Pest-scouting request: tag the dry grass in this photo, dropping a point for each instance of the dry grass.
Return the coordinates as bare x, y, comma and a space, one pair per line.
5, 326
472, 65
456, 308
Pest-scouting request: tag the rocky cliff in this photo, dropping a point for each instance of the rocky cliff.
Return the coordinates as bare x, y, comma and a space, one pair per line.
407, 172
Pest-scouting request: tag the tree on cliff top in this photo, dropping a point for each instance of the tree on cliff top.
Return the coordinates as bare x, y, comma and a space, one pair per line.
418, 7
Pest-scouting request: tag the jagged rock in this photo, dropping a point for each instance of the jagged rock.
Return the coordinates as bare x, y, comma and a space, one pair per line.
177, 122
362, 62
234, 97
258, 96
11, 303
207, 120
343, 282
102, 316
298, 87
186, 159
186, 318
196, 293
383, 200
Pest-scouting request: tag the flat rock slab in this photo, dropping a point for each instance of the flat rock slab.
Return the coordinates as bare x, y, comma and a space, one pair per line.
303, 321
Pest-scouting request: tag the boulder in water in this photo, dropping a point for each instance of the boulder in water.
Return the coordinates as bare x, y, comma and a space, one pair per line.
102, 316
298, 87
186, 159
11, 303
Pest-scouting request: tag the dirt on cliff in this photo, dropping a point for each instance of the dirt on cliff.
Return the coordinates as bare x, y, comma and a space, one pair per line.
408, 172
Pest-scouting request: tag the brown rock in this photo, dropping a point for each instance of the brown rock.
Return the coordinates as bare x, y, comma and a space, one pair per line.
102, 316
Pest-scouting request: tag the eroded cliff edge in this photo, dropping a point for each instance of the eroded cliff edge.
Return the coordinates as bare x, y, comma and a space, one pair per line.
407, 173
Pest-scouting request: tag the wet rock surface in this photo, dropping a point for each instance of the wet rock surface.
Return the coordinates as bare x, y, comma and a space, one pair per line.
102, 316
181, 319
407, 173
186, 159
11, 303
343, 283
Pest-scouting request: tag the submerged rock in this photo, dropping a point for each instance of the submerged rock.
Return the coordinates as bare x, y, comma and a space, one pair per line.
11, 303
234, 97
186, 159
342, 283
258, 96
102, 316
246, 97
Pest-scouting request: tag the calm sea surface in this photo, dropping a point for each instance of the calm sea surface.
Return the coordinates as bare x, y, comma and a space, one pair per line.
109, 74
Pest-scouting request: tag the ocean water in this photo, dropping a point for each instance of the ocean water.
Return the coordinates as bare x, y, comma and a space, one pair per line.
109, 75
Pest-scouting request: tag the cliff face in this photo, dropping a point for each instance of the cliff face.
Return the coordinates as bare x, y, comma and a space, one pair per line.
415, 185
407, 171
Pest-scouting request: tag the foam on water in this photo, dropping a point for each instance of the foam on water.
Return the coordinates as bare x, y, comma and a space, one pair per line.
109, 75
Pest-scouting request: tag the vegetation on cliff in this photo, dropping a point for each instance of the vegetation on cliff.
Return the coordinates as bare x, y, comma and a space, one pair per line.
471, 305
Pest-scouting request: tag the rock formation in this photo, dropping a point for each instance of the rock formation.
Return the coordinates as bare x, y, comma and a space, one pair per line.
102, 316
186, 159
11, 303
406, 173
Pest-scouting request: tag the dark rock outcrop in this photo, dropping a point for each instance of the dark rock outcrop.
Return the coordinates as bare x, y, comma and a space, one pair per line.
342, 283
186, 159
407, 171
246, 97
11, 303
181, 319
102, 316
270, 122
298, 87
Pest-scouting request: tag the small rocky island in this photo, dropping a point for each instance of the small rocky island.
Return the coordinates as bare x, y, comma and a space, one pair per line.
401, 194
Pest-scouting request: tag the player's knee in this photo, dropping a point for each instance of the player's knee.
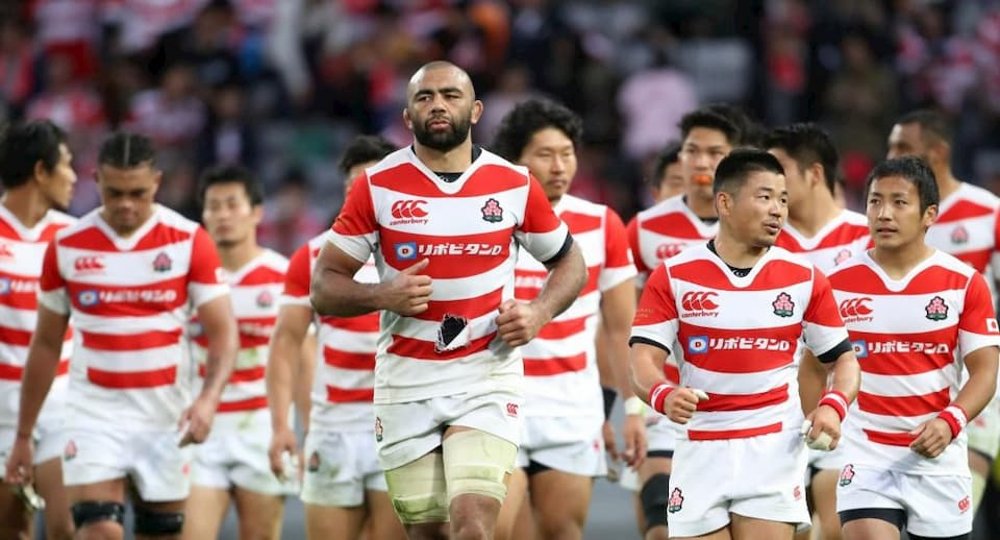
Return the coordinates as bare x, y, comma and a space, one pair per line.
654, 495
98, 514
478, 463
153, 523
417, 491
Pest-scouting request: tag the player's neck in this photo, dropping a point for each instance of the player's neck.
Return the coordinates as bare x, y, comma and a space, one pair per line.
735, 252
458, 159
236, 256
27, 205
947, 183
813, 216
898, 262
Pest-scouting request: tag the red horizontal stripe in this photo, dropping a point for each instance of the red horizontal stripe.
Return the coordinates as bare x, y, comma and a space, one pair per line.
717, 435
580, 223
425, 350
348, 360
130, 342
361, 323
563, 329
486, 180
542, 367
239, 375
774, 275
448, 266
132, 379
891, 439
243, 405
904, 405
736, 360
335, 394
744, 402
10, 372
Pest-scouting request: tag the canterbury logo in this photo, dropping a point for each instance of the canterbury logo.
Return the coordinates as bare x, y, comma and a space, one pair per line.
408, 209
88, 264
855, 307
699, 301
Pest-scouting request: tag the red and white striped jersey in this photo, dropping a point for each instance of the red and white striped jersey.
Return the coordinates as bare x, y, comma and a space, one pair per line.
664, 230
560, 364
910, 336
739, 338
345, 357
130, 299
967, 228
21, 254
255, 290
842, 238
470, 230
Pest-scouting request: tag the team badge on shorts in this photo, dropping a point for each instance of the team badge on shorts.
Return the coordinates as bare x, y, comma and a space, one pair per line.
676, 501
846, 476
936, 309
492, 211
70, 451
783, 305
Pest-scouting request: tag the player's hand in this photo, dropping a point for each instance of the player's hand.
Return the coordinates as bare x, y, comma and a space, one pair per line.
409, 292
634, 433
932, 437
824, 419
283, 444
680, 404
519, 323
19, 463
196, 422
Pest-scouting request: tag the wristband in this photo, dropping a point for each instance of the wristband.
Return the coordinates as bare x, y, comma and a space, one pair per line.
609, 400
658, 394
634, 406
837, 401
955, 417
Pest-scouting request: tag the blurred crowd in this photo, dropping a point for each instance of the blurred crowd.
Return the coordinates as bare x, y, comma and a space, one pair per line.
281, 86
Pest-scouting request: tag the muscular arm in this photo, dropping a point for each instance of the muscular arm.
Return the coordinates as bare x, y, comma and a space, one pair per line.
40, 368
285, 365
219, 323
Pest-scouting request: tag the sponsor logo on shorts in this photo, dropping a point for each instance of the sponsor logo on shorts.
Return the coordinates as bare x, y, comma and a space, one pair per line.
783, 305
70, 451
676, 501
846, 475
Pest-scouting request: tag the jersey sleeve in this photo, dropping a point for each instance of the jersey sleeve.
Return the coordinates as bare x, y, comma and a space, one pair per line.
51, 286
977, 324
823, 328
297, 279
355, 229
205, 282
540, 231
618, 265
655, 319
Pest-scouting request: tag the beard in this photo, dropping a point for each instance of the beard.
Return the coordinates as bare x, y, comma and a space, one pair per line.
443, 141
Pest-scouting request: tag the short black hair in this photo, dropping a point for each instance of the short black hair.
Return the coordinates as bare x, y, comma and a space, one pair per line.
668, 156
807, 144
124, 150
529, 117
730, 120
231, 174
23, 145
931, 123
912, 169
365, 148
734, 169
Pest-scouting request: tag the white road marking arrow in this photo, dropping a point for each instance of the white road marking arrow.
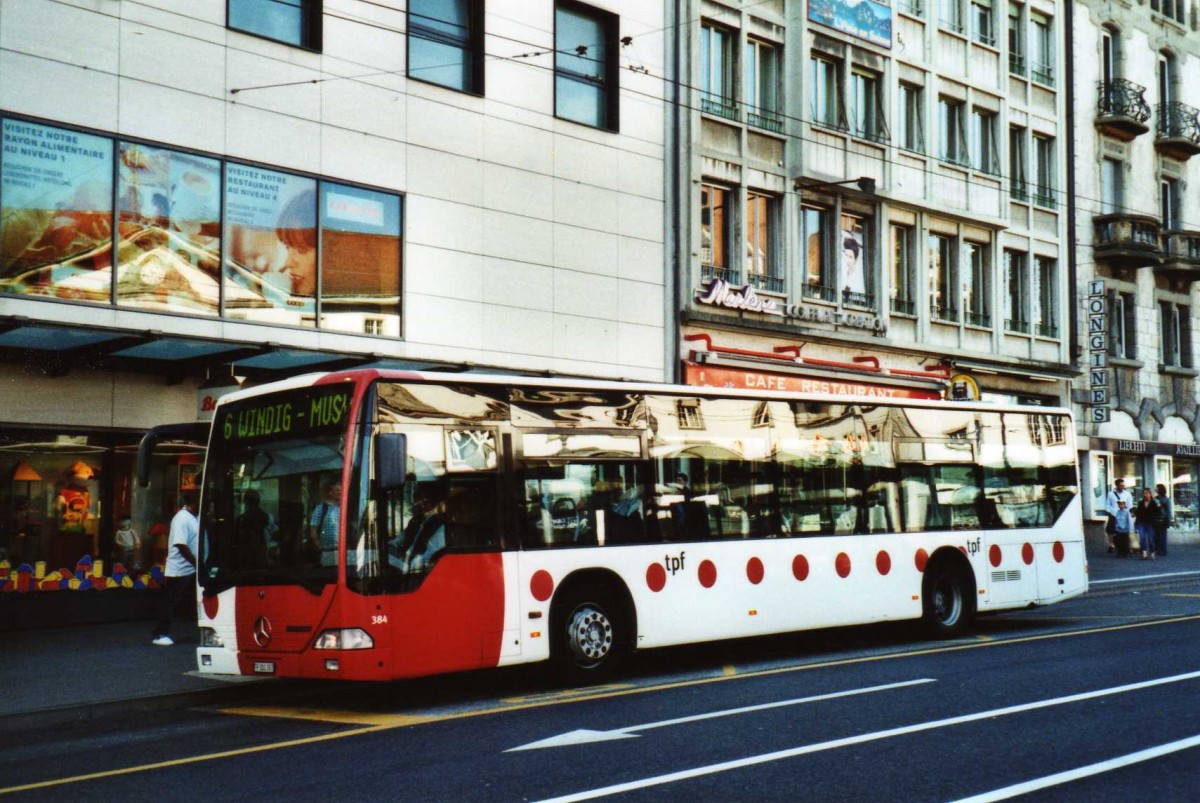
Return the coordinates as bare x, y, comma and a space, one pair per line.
586, 736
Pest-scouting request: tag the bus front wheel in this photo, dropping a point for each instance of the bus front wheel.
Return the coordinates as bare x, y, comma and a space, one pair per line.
948, 601
588, 633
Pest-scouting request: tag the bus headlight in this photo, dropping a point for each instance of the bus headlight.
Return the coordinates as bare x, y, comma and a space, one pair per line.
343, 639
209, 637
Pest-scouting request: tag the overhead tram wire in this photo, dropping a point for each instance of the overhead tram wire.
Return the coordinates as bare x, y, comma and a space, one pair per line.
1095, 204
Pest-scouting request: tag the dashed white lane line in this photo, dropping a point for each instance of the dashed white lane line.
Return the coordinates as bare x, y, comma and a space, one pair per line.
779, 755
1084, 772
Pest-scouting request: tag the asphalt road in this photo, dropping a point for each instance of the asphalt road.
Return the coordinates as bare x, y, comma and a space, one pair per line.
1093, 700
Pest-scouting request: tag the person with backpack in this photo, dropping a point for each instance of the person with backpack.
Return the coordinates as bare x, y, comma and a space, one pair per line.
1164, 520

· · · ·

Requirements
All lines from the one that contains "Pest-scouting request: tag the dashed" through the end of the material are to be quoted exactly, with both ends included.

Solution to the problem
Pest-scouting request: tag the dashed white lane line in this photo, dropping a point for each instance of the dashed white lane line.
Return the coordinates as bare x, y, comma and a space, one pair per line.
779, 755
1084, 772
Pest-scouting request: tag the asphalt road in this photo, dropping a point for each instance of the asphalt road.
Return the coordinates as bare x, y, comma and a space, one pair per line.
1093, 700
Pest-scouting request: tag the person with backpack in this photo, dropping a point for each instance of the person with backpack.
Return the coordinates as bare x, y, comma and a space, one pair per line.
1164, 520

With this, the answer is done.